* _Requirements_
Copy the lines verbatim, beginning with the line that contains "If you could mark the vehicle" and continuing through the end of the data, and only those lines.

===== Listing

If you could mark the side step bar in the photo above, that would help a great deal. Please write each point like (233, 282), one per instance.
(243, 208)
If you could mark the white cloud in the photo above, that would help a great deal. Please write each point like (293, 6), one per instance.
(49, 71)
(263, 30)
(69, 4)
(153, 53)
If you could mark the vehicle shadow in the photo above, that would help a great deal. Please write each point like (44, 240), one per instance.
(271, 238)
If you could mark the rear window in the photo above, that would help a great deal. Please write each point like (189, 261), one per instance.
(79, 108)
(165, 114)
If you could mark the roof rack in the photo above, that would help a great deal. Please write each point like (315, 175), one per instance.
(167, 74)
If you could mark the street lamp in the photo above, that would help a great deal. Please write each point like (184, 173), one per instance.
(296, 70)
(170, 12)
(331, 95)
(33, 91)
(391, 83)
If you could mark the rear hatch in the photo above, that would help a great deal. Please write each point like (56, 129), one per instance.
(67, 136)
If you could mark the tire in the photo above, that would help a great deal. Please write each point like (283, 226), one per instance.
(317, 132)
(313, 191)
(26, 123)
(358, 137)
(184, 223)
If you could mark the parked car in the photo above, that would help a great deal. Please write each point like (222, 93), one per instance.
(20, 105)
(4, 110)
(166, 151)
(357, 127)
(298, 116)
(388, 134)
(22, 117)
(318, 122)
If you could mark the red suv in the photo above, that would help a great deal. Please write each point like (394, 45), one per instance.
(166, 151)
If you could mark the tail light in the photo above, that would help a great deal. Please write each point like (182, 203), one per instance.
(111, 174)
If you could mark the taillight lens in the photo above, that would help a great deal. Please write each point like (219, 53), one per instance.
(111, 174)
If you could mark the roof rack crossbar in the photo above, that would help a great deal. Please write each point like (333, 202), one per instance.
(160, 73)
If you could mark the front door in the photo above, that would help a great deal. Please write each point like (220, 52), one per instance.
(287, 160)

==========

* _Answer to this exercise_
If you could mark the vehicle shadow in the photo above, that would help a great deal. Please write each point like (44, 240), one per instance.
(271, 238)
If you could mark the rear window in the photo above, that would help a great deal. Please write each point like (189, 261), one per instance.
(79, 108)
(165, 114)
If you could mark the roof rack in the photo above, that would help a great deal. Please write each point like (315, 175), one per instance.
(167, 74)
If you could mark the street lamp in the photo above, that would help a great deal. Please write each point like (184, 173), one per instance.
(296, 70)
(170, 12)
(331, 95)
(33, 91)
(391, 83)
If you could mark the rear hatch in the photo above, that would help a great deal. Please write each point like (56, 129), one per instance.
(67, 136)
If you could mark the tire in the photo above, that would help a great deal. Please write each point like (283, 226), one per instance.
(317, 132)
(313, 191)
(26, 123)
(358, 137)
(184, 223)
If you could mark the parked car in the photo above, that would help a great deal. Please write each point like (222, 93), one per instance.
(20, 105)
(4, 110)
(166, 151)
(357, 127)
(298, 116)
(388, 134)
(22, 117)
(318, 122)
If you could mark the red suv in the photo above, that would help a great deal. Please write each point like (394, 45), one per instance.
(166, 151)
If you could mark the tail light in the photo above, that would help a great deal. Please write each point like (182, 203), one per instance.
(111, 174)
If you could mark the taillight lens in the photo above, that would help a great deal. Please write each point like (219, 53), one per instance.
(111, 174)
If you could mark the roof rack crossbar in the photo above, that would help a great deal. Please write each point like (333, 202), one per instance.
(160, 73)
If you could mark the front door in the photo above, that would help a great deal. Please write each point like (220, 52), one per instance.
(287, 160)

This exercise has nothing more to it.